[Records from a collection]
== Segment start ==
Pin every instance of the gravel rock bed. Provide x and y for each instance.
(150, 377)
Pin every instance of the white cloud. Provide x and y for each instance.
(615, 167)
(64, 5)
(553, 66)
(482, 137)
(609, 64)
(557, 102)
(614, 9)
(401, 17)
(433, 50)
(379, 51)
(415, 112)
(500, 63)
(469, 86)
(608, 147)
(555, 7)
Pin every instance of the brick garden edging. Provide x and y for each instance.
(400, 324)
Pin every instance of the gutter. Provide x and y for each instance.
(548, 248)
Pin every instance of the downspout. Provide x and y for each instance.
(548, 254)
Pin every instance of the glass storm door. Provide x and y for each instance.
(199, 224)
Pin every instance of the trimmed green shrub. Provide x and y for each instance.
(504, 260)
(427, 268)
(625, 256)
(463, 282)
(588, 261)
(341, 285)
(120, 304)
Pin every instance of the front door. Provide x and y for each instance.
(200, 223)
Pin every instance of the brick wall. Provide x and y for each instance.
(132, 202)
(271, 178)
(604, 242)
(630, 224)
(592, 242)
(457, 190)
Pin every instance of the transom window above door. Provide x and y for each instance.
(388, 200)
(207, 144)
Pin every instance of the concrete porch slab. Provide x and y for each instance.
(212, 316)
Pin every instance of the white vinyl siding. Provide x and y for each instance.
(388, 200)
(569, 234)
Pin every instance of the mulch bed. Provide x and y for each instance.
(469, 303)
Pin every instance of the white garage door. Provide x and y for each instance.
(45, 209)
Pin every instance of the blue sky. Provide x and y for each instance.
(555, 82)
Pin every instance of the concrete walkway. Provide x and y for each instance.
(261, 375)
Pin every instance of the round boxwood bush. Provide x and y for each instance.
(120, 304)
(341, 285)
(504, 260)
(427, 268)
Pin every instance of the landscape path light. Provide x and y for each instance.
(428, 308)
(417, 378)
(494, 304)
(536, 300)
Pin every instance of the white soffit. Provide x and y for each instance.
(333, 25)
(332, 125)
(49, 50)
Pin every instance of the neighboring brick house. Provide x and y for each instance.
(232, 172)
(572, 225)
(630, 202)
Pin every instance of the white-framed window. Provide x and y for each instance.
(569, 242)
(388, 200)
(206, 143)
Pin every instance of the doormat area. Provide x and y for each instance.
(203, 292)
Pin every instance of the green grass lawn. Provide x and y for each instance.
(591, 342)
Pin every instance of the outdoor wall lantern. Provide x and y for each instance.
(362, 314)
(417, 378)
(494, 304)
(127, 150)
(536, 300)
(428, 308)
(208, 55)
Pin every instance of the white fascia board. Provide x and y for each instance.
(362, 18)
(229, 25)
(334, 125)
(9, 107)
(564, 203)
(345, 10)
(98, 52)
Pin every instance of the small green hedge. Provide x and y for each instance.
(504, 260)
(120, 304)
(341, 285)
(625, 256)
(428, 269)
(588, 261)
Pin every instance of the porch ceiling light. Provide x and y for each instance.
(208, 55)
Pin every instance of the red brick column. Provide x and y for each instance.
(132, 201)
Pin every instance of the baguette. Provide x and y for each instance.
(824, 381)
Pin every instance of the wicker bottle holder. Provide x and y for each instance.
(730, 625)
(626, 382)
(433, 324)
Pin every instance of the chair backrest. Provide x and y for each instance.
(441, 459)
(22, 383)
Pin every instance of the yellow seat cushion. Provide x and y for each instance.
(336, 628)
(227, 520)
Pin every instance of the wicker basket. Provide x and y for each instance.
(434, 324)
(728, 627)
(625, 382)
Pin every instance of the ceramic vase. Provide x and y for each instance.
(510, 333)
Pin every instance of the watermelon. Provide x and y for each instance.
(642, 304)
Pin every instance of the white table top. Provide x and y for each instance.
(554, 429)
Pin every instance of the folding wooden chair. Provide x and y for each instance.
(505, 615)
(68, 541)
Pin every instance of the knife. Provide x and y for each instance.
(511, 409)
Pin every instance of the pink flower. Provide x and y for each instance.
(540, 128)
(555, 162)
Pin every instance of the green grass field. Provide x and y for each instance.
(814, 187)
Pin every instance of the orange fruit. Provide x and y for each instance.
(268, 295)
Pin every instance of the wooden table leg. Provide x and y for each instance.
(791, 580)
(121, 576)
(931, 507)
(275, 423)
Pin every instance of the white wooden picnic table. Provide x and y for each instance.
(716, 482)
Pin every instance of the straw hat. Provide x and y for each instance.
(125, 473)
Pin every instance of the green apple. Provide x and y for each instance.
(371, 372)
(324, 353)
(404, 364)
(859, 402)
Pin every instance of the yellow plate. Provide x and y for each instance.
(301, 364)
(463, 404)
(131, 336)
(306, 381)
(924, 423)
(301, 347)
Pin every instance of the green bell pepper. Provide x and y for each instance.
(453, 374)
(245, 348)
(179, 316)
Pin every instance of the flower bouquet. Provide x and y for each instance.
== Segment end ==
▶ [Problem]: Copy out all of the data exactly, leaving nothing out.

▶ [Exercise solution]:
Pin every instance of the gravel rock bed. Provide x and y for each instance.
(150, 377)
Pin every instance of the white cloud. Provide x and y for each instance.
(615, 167)
(64, 5)
(553, 66)
(482, 137)
(609, 64)
(557, 102)
(614, 9)
(401, 17)
(433, 50)
(379, 51)
(415, 112)
(500, 63)
(469, 86)
(608, 147)
(555, 7)
Pin every instance of the brick garden edging. Provide x and y for each instance.
(400, 324)
Pin every instance of the gutter. Provide x and y for each instance.
(548, 248)
Pin every instance of the downspout. Provide x and y for each instance.
(548, 254)
Pin every instance of the glass storm door. Provide x and y for each instance.
(199, 224)
Pin every instance of the trimmed green shrub. Provide x and y for each instance.
(504, 260)
(427, 268)
(625, 256)
(463, 282)
(588, 261)
(341, 285)
(120, 304)
Pin every instance of the front door. Provide x and y for each instance.
(200, 223)
Pin every instance of the brick wall. Provide x and y for each instance.
(132, 202)
(271, 178)
(604, 242)
(630, 224)
(592, 242)
(457, 190)
Pin every instance of the transom window above door. Provide x and y for each instance.
(388, 200)
(207, 144)
Pin every instance of the concrete porch slab. Provide x and y for each instance.
(212, 316)
Pin every instance of the white vinyl siding. Provide x and y for each instance.
(388, 200)
(569, 234)
Pin every instance of the mulch bed. Provide x and y for each instance.
(469, 303)
Pin every instance of the white garage door. Provide x and y for each instance.
(45, 209)
Pin every instance of the blue sky. Provide x and y for each instance.
(555, 82)
Pin every instance of the concrete walkway. Provide x and y for each instance.
(261, 375)
Pin every instance of the round boxwood bush. Provide x and y for each instance.
(120, 304)
(341, 285)
(504, 260)
(427, 268)
Pin every instance of the landscape path light. Provide x and y for each instance.
(428, 308)
(417, 378)
(494, 304)
(536, 300)
Pin every instance of the white soffit. Provide x and y for each instance.
(333, 25)
(332, 125)
(49, 50)
Pin every instance of the neighboring brick house. Provide x and y for each instance.
(232, 172)
(572, 225)
(630, 202)
Pin every instance of the white-framed window. Provide x and y for each instance.
(569, 242)
(388, 200)
(206, 143)
Pin every instance of the doormat area. Provide x and y for each instance.
(203, 292)
Pin every instance of the green grass lawn. Provide x and y for each instance.
(591, 342)
Pin every instance of the outdoor wall lantern. Provide x and y for each instance.
(362, 314)
(417, 378)
(494, 304)
(127, 150)
(536, 300)
(428, 308)
(208, 55)
Pin every instance of the white fascia board. Provide x and y for each instance.
(362, 18)
(229, 25)
(334, 125)
(9, 107)
(564, 203)
(345, 10)
(98, 52)
Pin every instance of the small green hedge. Provide x and y for each instance.
(504, 260)
(120, 304)
(341, 285)
(625, 256)
(428, 269)
(588, 261)
Pin every instance of the porch ceiling light. Provide x and y for each instance.
(208, 55)
Pin every instance of the red brick column. Provide x and y for each instance.
(132, 201)
Pin every instance of the baguette. Provide x and y for each instance.
(824, 381)
Pin every instance of the wicker bottle holder. Provide x and y for each instance.
(730, 625)
(626, 382)
(433, 324)
Pin every instance of the chair backrest. Provide x and y for each instance.
(441, 459)
(22, 383)
Pin every instance of the yellow seat cushion. Provide x and y for each instance.
(336, 628)
(227, 520)
Pin every instance of the wicker basket. Provide x and y for each instance.
(434, 324)
(728, 627)
(625, 382)
Pin every instance of the ceramic vase. Provide x and y for each instance.
(510, 333)
Pin every instance of the watermelon. Provide x and y for each instance.
(642, 304)
Pin every instance of the white table top. Provide x and y for each instance.
(554, 429)
Pin every instance of the folding wooden chair. Provide x and y for each instance.
(505, 615)
(68, 541)
Pin every instance of the knife. Provide x and y for each instance.
(511, 409)
Pin every instance of the pink flower. Provide x and y for each instance.
(540, 128)
(555, 162)
Pin every instance of the green grass field. Provide x and y for each instance.
(814, 187)
Pin every instance of the orange fruit. Provide x and y for each instance.
(268, 295)
Pin every instance of the wooden table leg. Provide x and y for each instance.
(791, 580)
(121, 576)
(931, 507)
(275, 423)
Pin every instance of the white wooden picnic table. Provide x and y for each instance.
(716, 482)
Pin every instance of the straw hat. Provide x and y for each instance.
(125, 473)
Pin every instance of the green apple. Provide x and y for each instance.
(371, 372)
(324, 353)
(404, 364)
(859, 402)
Pin every instance of the yellow plate. Provide x and y for each instance.
(301, 364)
(463, 404)
(131, 336)
(306, 381)
(924, 423)
(301, 347)
Pin every instance of the green bell pepper. Provide x and y for each instance.
(453, 374)
(245, 348)
(179, 316)
Pin every instance of the flower bouquet. Provide x and y for each instance.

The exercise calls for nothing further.